[Start of section]

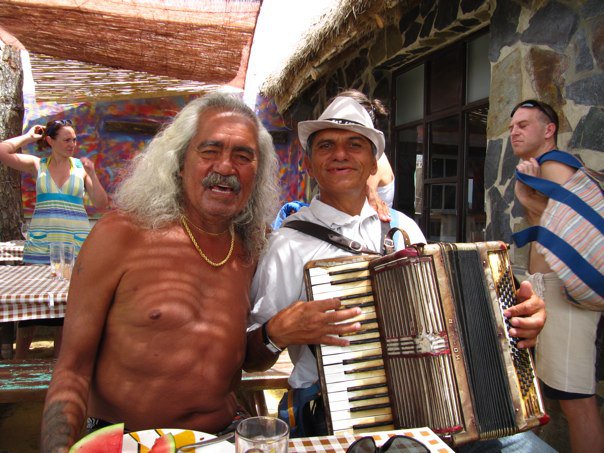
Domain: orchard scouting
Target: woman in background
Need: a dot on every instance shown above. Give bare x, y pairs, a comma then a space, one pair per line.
380, 187
59, 215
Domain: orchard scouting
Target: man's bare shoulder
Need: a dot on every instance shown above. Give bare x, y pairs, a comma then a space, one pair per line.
556, 171
115, 224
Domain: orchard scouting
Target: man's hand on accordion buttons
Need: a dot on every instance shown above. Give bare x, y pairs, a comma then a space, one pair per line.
528, 317
313, 322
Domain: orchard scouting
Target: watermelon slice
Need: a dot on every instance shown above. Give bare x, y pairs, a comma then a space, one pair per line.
164, 444
105, 440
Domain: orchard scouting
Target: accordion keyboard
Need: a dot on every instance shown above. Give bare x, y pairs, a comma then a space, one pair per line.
353, 378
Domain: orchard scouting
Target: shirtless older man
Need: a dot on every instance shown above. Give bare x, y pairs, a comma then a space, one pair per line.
155, 329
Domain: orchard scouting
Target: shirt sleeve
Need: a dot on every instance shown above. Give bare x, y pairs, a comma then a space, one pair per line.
407, 224
278, 280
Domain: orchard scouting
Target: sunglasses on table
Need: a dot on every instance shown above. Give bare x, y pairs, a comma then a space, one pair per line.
537, 105
395, 444
56, 124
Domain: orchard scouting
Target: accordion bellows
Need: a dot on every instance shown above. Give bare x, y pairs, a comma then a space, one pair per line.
434, 350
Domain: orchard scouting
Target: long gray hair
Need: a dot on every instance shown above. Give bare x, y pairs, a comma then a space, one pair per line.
152, 191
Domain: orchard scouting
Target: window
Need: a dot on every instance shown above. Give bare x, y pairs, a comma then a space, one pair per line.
441, 107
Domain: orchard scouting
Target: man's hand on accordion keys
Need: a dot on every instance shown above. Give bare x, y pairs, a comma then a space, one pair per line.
313, 322
527, 317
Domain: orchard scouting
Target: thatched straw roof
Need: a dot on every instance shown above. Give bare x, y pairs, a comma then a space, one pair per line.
346, 23
205, 41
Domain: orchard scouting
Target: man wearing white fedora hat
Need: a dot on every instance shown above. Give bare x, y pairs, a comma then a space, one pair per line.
342, 148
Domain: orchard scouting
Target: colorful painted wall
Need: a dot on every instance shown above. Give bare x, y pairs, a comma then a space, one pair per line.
292, 178
111, 133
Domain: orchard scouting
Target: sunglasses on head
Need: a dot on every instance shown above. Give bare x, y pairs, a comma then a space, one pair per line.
56, 124
395, 444
536, 105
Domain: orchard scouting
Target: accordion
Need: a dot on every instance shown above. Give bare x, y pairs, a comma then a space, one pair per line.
434, 348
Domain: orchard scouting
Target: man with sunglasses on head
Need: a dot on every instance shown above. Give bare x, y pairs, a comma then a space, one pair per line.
566, 351
342, 148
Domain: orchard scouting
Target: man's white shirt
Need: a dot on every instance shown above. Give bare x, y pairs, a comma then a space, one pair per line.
279, 279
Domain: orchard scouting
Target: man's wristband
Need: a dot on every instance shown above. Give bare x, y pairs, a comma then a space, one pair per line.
267, 341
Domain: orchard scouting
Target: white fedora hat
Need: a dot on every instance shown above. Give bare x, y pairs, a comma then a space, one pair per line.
344, 113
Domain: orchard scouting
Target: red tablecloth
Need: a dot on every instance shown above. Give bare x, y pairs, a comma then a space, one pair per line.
29, 292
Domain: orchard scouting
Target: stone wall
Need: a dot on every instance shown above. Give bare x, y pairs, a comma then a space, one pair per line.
552, 50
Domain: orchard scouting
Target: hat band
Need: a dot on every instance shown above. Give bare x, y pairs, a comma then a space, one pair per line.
343, 121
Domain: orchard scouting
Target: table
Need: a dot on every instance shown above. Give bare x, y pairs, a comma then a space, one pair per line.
29, 292
11, 251
340, 442
253, 385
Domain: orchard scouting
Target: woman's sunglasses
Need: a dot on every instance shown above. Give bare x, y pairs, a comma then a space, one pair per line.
57, 124
395, 444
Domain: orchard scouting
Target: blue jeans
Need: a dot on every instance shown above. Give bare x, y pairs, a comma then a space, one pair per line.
526, 442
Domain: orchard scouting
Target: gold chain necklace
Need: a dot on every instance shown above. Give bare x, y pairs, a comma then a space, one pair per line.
203, 255
198, 228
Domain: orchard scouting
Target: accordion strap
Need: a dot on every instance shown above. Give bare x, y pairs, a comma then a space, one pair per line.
389, 246
328, 235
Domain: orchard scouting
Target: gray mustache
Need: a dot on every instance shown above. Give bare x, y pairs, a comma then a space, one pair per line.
216, 179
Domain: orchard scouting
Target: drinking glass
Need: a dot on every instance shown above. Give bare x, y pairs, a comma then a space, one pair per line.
24, 228
56, 259
68, 260
261, 434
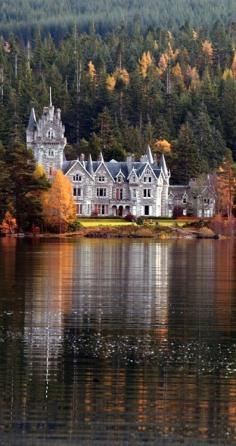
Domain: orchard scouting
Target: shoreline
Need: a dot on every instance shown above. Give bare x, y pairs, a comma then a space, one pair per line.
131, 232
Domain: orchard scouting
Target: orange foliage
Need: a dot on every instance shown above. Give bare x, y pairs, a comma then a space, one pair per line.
110, 82
162, 145
233, 66
227, 74
207, 49
144, 63
58, 205
8, 225
121, 74
91, 70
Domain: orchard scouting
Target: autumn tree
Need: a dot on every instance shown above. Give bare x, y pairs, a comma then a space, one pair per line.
8, 225
59, 209
225, 185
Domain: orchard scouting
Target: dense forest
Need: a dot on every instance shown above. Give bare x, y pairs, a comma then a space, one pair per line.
174, 90
102, 16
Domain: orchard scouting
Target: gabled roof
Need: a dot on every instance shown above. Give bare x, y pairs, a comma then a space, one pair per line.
163, 165
32, 124
115, 168
68, 165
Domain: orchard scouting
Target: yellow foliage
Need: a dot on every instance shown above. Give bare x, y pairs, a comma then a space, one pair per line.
163, 146
39, 172
193, 75
233, 66
121, 74
171, 55
144, 63
207, 49
163, 64
58, 205
155, 45
110, 82
8, 225
91, 70
227, 74
177, 72
195, 35
169, 35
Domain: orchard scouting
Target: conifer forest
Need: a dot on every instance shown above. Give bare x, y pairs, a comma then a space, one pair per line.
125, 74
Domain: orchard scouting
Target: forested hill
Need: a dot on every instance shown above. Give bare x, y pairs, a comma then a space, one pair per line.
21, 16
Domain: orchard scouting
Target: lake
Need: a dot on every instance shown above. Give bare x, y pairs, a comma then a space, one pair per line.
117, 342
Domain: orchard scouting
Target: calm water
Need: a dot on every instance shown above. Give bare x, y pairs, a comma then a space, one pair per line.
117, 342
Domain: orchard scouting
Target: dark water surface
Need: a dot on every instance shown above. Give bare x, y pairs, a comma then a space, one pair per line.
117, 342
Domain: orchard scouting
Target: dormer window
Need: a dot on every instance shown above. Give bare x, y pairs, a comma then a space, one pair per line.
50, 134
77, 177
50, 152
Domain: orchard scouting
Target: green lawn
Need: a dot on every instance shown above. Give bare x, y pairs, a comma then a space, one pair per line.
95, 222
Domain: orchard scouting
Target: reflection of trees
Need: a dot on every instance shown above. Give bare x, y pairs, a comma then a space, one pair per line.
161, 298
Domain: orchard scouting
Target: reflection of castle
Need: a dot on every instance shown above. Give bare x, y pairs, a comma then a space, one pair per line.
113, 188
127, 277
47, 300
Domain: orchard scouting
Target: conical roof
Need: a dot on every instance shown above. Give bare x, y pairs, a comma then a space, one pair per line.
149, 155
163, 165
32, 125
90, 165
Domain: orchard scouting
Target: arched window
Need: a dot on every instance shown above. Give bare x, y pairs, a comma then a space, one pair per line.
50, 134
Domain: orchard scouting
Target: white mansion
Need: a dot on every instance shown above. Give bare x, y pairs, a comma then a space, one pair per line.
109, 188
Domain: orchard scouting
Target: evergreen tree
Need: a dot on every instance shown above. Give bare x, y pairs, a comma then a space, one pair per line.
187, 162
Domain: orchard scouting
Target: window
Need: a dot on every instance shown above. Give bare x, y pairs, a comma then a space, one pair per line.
119, 194
77, 177
50, 152
147, 193
50, 134
147, 179
101, 209
101, 192
77, 192
79, 209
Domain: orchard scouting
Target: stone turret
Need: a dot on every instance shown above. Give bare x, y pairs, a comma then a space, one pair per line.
46, 137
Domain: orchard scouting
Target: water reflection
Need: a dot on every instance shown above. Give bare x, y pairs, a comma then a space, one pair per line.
117, 342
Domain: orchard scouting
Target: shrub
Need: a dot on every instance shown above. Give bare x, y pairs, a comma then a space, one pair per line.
130, 218
75, 226
140, 221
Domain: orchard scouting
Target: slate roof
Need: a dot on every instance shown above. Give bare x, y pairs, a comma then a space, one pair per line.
114, 167
179, 191
32, 124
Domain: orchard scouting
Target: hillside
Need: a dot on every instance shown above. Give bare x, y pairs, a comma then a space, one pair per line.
103, 15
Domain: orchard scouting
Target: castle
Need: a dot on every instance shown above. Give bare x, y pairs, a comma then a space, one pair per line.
112, 188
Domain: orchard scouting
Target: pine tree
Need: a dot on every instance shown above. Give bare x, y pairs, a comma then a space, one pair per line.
187, 162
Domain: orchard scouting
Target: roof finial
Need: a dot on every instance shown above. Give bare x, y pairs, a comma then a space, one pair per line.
50, 90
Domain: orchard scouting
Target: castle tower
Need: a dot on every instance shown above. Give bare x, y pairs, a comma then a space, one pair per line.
46, 138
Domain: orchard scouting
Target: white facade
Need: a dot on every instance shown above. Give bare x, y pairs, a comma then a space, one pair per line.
101, 188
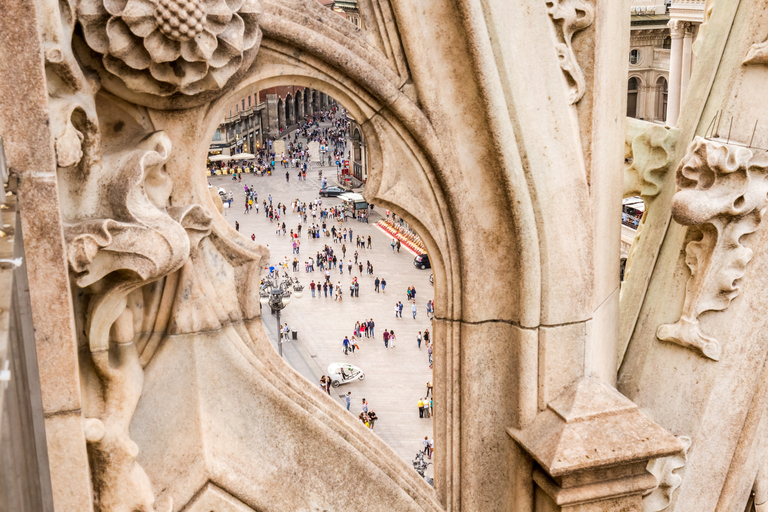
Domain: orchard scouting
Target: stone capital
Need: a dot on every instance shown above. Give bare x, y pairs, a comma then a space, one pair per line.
678, 28
592, 445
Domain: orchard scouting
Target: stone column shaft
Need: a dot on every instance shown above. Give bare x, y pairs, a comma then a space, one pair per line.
675, 71
686, 61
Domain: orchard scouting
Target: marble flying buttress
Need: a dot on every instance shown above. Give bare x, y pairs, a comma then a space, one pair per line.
722, 195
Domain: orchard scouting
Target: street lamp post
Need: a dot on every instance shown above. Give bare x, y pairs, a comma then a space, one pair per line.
276, 293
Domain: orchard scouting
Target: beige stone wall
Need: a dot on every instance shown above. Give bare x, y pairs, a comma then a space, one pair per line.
159, 389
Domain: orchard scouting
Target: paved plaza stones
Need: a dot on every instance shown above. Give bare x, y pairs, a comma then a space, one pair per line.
395, 378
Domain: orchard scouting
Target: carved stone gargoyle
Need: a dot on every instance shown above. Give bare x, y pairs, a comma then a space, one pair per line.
138, 239
723, 193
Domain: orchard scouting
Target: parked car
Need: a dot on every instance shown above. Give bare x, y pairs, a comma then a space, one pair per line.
342, 373
332, 191
422, 261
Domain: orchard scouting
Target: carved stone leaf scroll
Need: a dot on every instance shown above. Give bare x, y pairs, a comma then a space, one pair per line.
723, 193
570, 16
648, 152
666, 470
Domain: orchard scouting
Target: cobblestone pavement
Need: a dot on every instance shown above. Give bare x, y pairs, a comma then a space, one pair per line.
395, 378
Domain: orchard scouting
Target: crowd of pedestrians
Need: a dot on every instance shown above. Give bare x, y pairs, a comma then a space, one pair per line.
321, 237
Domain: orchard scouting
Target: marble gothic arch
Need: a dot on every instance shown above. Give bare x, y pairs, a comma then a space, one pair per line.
143, 297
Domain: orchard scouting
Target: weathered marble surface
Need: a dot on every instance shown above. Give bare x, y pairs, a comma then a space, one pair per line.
162, 394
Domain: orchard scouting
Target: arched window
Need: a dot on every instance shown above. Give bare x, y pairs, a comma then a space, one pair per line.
662, 91
632, 88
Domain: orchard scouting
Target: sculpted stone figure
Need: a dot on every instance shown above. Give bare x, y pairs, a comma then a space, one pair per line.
723, 194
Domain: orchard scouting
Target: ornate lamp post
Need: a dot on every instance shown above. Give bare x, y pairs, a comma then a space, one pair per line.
276, 293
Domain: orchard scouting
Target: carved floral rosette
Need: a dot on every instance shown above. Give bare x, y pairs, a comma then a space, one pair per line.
722, 194
165, 47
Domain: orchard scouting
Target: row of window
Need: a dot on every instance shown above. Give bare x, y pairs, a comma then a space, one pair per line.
634, 55
660, 110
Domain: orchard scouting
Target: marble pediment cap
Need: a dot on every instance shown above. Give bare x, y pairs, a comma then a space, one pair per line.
592, 426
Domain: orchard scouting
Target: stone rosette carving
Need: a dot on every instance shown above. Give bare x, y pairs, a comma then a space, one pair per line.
723, 194
569, 17
164, 47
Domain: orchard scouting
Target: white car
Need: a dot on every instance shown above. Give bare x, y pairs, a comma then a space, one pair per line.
342, 373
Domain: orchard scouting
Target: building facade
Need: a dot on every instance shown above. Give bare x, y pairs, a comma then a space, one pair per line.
257, 118
661, 57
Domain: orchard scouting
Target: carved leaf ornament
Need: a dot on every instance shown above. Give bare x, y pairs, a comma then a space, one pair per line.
163, 47
723, 194
570, 16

[End of section]

* **TASK DIRECTIONS**
One stretch of the lines above is wanted, from the line that contains "Target: red tablecloth" through the line that contains "Target: table". Output it exactly.

* **WRITTEN REPLY**
Target: red tablecloth
Need: a dot on every instance shown above. Give bare x, y pairs, a comma then a space, one pair per line.
29, 292
Domain: orchard scouting
Target: stone wall
Need: a dot on every instance shown above. Give bare x, y pairs, a comma then a space, one pair per line.
552, 50
Domain: orchard scouting
Target: hat band
Need: a dot on every instance shown above. Give bare x, y pairs, a comma then a space, one pair per line.
343, 121
Domain: orchard scouting
Target: table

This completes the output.